- _What the task requires_
Look through the entries for the string "below", and copy each line that holds it.

Referring expression pointing data:
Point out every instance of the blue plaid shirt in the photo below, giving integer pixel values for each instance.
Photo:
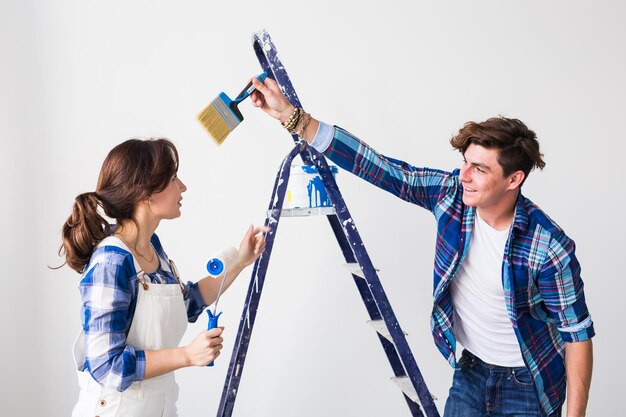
(540, 273)
(109, 293)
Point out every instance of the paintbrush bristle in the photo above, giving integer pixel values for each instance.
(218, 119)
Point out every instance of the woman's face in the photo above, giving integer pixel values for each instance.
(167, 203)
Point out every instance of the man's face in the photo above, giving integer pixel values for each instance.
(484, 184)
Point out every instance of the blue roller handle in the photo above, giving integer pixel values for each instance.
(212, 323)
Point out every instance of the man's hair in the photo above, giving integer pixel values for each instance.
(517, 145)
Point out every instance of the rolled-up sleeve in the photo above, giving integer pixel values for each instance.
(194, 302)
(425, 187)
(561, 288)
(107, 291)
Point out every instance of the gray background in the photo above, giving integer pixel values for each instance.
(79, 77)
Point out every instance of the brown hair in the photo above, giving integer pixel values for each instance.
(131, 172)
(517, 145)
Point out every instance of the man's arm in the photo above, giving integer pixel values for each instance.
(578, 365)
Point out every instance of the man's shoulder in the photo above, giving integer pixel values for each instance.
(539, 220)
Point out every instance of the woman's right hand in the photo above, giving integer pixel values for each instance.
(271, 100)
(205, 347)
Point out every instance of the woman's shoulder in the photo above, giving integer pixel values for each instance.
(111, 251)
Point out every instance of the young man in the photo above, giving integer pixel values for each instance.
(507, 284)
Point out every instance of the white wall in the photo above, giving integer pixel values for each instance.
(79, 77)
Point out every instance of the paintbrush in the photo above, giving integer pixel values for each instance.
(221, 116)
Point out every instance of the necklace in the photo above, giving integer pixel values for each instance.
(123, 239)
(144, 257)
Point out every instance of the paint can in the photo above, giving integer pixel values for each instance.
(305, 188)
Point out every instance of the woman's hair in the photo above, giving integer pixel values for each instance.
(517, 145)
(131, 172)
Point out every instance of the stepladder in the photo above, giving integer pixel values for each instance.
(382, 318)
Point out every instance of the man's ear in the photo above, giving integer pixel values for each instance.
(516, 179)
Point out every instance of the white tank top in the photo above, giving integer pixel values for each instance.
(481, 321)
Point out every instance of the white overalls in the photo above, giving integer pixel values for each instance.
(159, 322)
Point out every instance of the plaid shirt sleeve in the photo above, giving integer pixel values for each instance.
(561, 289)
(107, 290)
(422, 186)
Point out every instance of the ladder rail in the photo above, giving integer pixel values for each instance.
(374, 284)
(246, 323)
(398, 352)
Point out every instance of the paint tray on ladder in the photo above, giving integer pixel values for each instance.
(306, 195)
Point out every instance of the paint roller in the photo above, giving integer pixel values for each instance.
(217, 266)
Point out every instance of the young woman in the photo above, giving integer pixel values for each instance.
(135, 309)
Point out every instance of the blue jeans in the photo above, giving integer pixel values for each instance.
(480, 389)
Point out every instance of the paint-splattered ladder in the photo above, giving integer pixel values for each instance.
(382, 318)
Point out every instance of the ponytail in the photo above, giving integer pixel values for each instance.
(132, 171)
(82, 231)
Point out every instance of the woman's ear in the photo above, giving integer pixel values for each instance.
(516, 179)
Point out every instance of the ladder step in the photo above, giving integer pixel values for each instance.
(404, 383)
(303, 212)
(381, 328)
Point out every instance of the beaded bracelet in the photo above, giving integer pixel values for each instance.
(293, 120)
(306, 118)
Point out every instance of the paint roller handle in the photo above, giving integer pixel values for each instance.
(212, 323)
(248, 89)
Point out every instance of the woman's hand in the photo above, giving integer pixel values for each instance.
(204, 348)
(252, 245)
(270, 99)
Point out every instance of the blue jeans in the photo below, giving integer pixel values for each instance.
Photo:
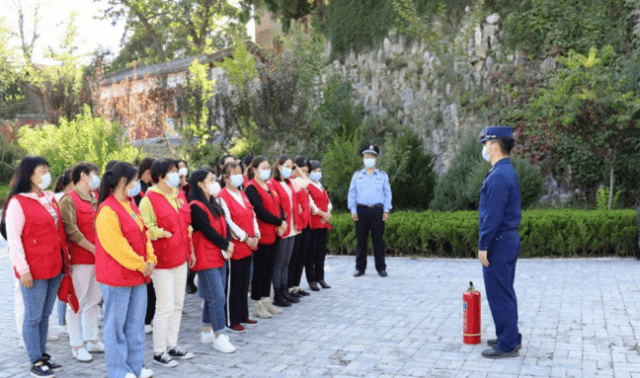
(62, 310)
(125, 309)
(38, 304)
(212, 287)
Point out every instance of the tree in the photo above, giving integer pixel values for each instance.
(84, 138)
(586, 98)
(158, 31)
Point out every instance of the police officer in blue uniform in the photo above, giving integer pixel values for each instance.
(499, 241)
(369, 201)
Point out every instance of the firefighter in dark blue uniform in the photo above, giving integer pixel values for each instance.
(369, 201)
(499, 241)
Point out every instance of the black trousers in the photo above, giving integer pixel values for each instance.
(299, 257)
(370, 219)
(263, 261)
(238, 276)
(151, 304)
(314, 266)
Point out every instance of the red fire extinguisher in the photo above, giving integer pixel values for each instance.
(471, 313)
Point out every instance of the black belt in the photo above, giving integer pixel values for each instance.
(379, 205)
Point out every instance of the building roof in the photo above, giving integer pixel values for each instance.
(174, 66)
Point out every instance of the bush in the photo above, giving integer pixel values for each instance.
(544, 233)
(410, 171)
(84, 138)
(450, 193)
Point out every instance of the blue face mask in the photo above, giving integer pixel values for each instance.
(136, 189)
(173, 179)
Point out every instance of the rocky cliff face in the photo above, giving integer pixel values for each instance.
(405, 79)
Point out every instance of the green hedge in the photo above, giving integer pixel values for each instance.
(560, 233)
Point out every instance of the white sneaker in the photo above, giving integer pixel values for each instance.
(207, 337)
(146, 373)
(81, 355)
(223, 345)
(95, 348)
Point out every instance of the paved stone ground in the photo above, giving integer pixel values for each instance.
(578, 318)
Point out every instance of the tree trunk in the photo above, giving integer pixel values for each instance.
(611, 181)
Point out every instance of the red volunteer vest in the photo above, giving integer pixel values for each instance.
(321, 199)
(268, 231)
(174, 251)
(85, 215)
(108, 270)
(243, 218)
(208, 255)
(43, 240)
(303, 213)
(283, 198)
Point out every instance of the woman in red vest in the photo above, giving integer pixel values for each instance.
(271, 223)
(246, 234)
(166, 213)
(321, 216)
(301, 243)
(78, 209)
(37, 249)
(286, 190)
(124, 262)
(212, 245)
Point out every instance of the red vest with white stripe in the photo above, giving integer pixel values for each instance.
(321, 199)
(108, 270)
(43, 240)
(174, 251)
(243, 218)
(267, 231)
(85, 216)
(208, 255)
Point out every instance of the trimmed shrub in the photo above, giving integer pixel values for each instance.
(543, 233)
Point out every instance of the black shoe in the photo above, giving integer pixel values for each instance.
(324, 284)
(494, 342)
(495, 353)
(289, 297)
(49, 362)
(40, 369)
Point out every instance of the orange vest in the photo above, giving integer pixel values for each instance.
(243, 218)
(85, 215)
(108, 270)
(208, 255)
(43, 240)
(174, 251)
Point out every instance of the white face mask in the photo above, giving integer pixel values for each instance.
(286, 172)
(265, 174)
(214, 188)
(46, 181)
(95, 182)
(369, 162)
(237, 180)
(485, 154)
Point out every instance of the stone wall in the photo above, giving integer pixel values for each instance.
(402, 78)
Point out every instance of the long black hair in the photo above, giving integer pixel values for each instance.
(24, 172)
(111, 178)
(196, 194)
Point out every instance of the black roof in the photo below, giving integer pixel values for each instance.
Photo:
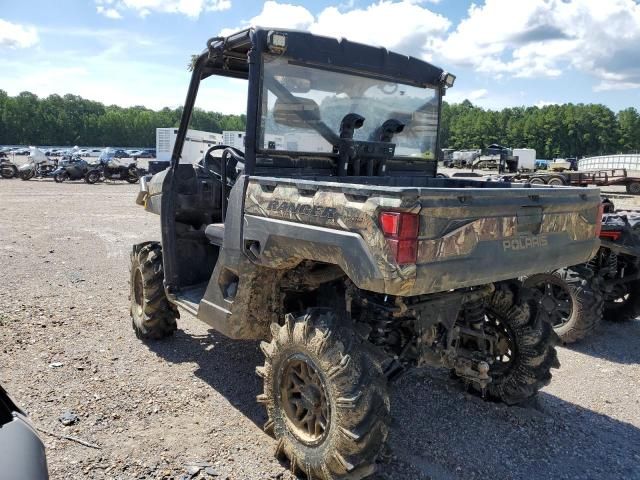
(228, 56)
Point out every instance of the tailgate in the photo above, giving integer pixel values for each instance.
(486, 235)
(467, 236)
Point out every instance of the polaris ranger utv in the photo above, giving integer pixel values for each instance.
(331, 239)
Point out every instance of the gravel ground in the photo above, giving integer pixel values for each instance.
(169, 409)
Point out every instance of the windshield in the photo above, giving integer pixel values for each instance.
(325, 97)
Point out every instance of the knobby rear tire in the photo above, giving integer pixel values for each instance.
(586, 302)
(350, 372)
(534, 345)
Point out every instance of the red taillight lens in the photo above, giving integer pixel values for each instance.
(599, 219)
(399, 224)
(390, 223)
(404, 251)
(401, 231)
(611, 234)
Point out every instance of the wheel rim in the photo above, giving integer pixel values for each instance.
(304, 400)
(138, 291)
(556, 301)
(505, 348)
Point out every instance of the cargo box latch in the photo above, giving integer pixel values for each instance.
(529, 220)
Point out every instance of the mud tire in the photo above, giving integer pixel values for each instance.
(355, 389)
(152, 315)
(534, 342)
(133, 176)
(8, 171)
(586, 302)
(625, 311)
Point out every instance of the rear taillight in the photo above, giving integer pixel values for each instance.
(613, 235)
(401, 231)
(599, 219)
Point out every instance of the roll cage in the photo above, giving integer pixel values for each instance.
(240, 56)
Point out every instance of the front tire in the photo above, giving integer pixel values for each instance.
(326, 396)
(8, 171)
(522, 366)
(152, 315)
(623, 302)
(573, 305)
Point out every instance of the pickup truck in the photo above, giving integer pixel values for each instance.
(330, 239)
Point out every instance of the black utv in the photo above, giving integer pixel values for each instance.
(330, 238)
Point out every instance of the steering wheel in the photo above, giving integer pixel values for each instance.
(232, 156)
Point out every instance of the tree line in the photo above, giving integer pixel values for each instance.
(72, 120)
(567, 130)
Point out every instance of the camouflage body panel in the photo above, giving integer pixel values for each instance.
(467, 237)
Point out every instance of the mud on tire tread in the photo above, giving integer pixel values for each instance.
(535, 343)
(356, 390)
(156, 317)
(586, 303)
(628, 310)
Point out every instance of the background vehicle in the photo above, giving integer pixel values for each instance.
(112, 168)
(607, 286)
(70, 168)
(143, 154)
(343, 252)
(7, 168)
(37, 166)
(22, 454)
(496, 157)
(526, 159)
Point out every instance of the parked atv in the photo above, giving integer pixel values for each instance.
(607, 286)
(7, 168)
(70, 168)
(38, 165)
(343, 252)
(112, 169)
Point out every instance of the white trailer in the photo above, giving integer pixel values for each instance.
(233, 138)
(526, 159)
(195, 144)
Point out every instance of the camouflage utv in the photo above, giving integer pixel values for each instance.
(330, 239)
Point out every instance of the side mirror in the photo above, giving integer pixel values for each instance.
(297, 112)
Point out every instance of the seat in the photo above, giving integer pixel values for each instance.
(215, 233)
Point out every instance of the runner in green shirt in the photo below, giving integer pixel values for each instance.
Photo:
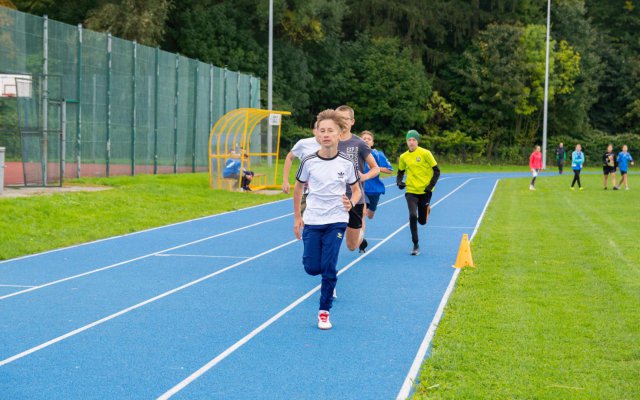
(422, 174)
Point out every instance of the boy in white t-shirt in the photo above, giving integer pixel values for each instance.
(327, 173)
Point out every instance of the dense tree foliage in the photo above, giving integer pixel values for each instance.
(468, 73)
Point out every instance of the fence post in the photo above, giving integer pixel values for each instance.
(175, 117)
(45, 97)
(237, 90)
(63, 139)
(155, 114)
(133, 109)
(109, 58)
(210, 104)
(2, 169)
(224, 92)
(250, 92)
(195, 117)
(78, 97)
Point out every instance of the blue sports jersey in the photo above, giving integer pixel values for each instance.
(375, 185)
(623, 160)
(577, 159)
(231, 168)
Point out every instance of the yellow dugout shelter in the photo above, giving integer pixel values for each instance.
(239, 134)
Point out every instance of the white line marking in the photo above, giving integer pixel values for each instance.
(196, 255)
(139, 258)
(143, 231)
(405, 390)
(126, 310)
(15, 286)
(202, 370)
(439, 180)
(450, 227)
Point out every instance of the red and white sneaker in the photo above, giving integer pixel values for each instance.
(323, 320)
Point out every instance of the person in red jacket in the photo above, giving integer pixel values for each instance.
(535, 165)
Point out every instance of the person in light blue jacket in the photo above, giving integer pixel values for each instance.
(577, 162)
(373, 188)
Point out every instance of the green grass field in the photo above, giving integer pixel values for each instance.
(551, 312)
(553, 309)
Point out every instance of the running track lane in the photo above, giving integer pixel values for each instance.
(128, 356)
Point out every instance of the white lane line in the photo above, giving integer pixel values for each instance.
(141, 304)
(449, 227)
(139, 258)
(196, 255)
(407, 385)
(142, 231)
(202, 370)
(15, 286)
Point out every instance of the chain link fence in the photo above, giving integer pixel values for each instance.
(129, 108)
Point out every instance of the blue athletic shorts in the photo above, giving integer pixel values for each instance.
(372, 200)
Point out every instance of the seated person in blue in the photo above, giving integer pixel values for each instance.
(232, 170)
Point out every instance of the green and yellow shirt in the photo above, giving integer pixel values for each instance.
(418, 165)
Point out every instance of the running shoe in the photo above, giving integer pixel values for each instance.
(323, 320)
(363, 245)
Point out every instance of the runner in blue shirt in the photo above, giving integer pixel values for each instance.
(624, 159)
(577, 161)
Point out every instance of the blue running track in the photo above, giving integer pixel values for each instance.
(220, 308)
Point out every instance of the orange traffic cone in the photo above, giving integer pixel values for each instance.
(464, 254)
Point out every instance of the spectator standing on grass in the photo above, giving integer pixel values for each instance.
(374, 188)
(561, 157)
(624, 159)
(535, 165)
(232, 170)
(422, 175)
(609, 164)
(360, 154)
(577, 162)
(328, 173)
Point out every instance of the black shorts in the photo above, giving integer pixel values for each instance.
(355, 216)
(372, 201)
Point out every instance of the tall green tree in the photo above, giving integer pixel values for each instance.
(501, 90)
(139, 20)
(389, 89)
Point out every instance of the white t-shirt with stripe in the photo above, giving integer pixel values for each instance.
(304, 147)
(327, 179)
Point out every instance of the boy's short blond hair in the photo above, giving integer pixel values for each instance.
(334, 116)
(367, 133)
(348, 109)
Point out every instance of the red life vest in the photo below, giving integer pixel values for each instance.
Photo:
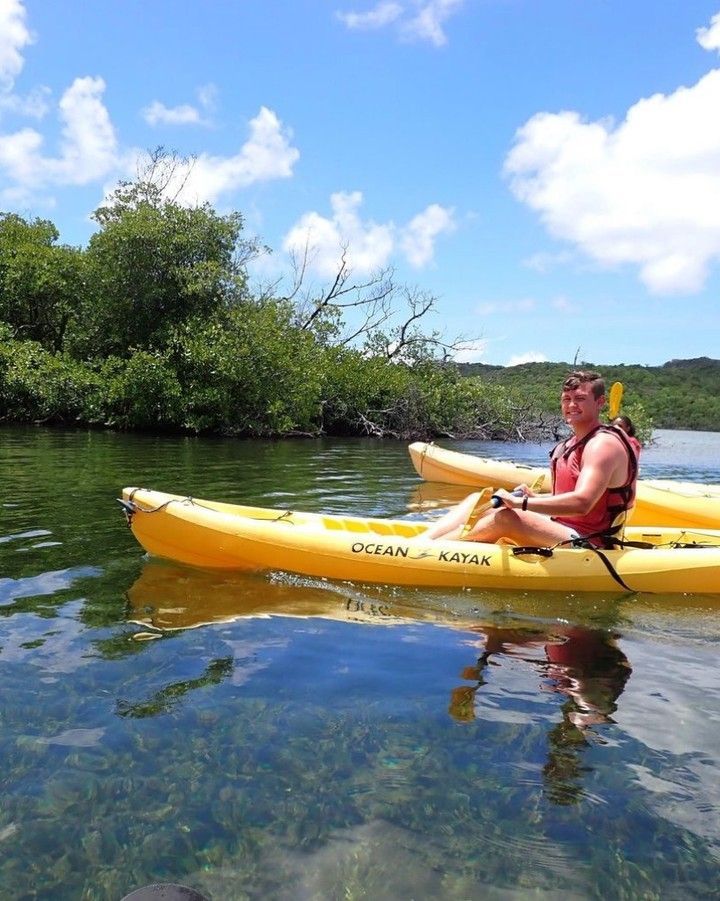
(565, 464)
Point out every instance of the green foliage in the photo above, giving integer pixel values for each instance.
(155, 266)
(681, 394)
(153, 326)
(37, 385)
(249, 372)
(141, 392)
(42, 285)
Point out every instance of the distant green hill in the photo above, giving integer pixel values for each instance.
(680, 394)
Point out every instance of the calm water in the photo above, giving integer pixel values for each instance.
(271, 737)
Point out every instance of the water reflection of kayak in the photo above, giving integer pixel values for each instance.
(392, 552)
(169, 596)
(659, 502)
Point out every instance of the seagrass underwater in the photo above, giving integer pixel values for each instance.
(278, 736)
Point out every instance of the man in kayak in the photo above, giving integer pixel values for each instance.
(594, 474)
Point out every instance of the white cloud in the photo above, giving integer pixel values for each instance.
(368, 245)
(159, 114)
(418, 240)
(377, 17)
(420, 20)
(506, 307)
(471, 351)
(88, 143)
(14, 36)
(645, 192)
(544, 262)
(183, 114)
(267, 154)
(427, 22)
(532, 356)
(709, 38)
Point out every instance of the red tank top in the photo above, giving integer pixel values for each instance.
(565, 462)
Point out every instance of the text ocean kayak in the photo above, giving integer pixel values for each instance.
(658, 502)
(226, 536)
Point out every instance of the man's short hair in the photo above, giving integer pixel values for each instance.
(583, 377)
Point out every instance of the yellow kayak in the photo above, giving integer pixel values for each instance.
(659, 502)
(393, 552)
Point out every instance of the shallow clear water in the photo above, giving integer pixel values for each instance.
(272, 737)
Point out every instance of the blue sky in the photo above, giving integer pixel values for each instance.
(548, 169)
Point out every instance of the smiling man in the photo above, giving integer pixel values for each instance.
(594, 473)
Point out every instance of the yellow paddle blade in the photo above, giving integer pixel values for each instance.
(615, 399)
(481, 505)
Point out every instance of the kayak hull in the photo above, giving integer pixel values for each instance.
(232, 537)
(658, 502)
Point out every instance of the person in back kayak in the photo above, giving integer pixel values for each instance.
(594, 475)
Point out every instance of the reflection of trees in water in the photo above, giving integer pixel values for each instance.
(164, 700)
(585, 665)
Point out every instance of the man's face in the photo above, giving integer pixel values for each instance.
(580, 405)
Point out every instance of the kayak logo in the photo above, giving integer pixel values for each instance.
(459, 557)
(388, 550)
(379, 550)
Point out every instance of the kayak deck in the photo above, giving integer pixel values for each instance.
(658, 502)
(227, 536)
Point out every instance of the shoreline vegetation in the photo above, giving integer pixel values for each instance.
(154, 326)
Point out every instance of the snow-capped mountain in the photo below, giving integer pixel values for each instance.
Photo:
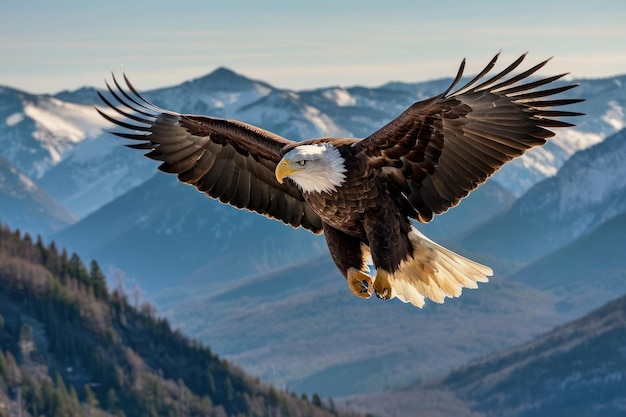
(587, 191)
(59, 140)
(37, 131)
(175, 231)
(25, 206)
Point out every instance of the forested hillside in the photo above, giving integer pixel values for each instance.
(68, 347)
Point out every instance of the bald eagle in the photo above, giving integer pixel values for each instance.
(362, 194)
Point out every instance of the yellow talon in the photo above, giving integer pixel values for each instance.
(382, 288)
(359, 283)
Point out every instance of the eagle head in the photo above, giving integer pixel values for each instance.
(314, 168)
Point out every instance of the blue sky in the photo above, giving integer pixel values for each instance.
(49, 46)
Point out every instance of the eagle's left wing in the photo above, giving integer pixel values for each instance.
(226, 159)
(442, 148)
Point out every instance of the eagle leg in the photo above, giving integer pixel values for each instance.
(382, 288)
(359, 283)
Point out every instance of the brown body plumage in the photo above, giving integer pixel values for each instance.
(363, 193)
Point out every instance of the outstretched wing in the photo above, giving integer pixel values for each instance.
(442, 148)
(228, 160)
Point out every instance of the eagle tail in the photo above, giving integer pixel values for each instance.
(434, 272)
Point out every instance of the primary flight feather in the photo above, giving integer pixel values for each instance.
(362, 194)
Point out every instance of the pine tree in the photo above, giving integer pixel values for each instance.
(97, 280)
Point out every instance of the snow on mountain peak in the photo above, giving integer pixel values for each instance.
(340, 96)
(14, 119)
(615, 115)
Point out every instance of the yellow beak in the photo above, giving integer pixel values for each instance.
(283, 170)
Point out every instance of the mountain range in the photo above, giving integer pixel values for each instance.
(549, 223)
(70, 347)
(574, 370)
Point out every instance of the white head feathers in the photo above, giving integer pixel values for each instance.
(316, 168)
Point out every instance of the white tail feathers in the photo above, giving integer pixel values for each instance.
(434, 272)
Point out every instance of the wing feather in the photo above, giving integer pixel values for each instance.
(448, 145)
(226, 159)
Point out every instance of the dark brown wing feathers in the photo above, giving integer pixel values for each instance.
(228, 160)
(446, 146)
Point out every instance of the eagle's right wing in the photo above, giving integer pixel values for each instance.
(226, 159)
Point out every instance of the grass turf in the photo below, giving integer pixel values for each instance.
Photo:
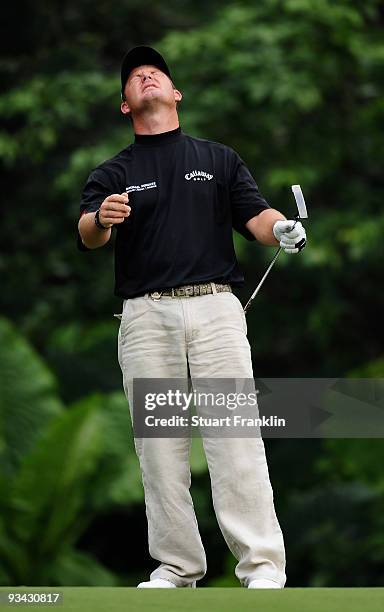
(105, 599)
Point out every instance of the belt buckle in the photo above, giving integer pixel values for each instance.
(155, 295)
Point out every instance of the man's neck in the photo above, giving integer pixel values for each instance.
(155, 122)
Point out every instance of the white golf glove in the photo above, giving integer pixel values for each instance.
(291, 239)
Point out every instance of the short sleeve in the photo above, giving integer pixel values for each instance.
(96, 189)
(246, 200)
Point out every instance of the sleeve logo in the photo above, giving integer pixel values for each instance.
(198, 175)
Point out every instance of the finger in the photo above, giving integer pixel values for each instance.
(117, 197)
(286, 226)
(289, 244)
(115, 213)
(291, 251)
(112, 220)
(115, 207)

- _Answer section_
Point out every instance of the blue plaid shirt in the photo below, giving integer pixel values for each instance.
Point out every instance of the blue jeans in the photo below, giving integer pixel values for each instance.
Point out every instance of the black roof in the photo below, giving integer pixel values for each instance.
Point out every instance of the runner in green shirt in the photo below, giving integer pixel values for each instance.
Point out every instance of the red life vest in the photo below, giving integer pixel values for each instance.
Point out every instance of the snow-capped mountain in the photo below, giving integer pixel values for each instance.
Point out every instance of the grass turf in the photo below, giving integer pixel values for each instance.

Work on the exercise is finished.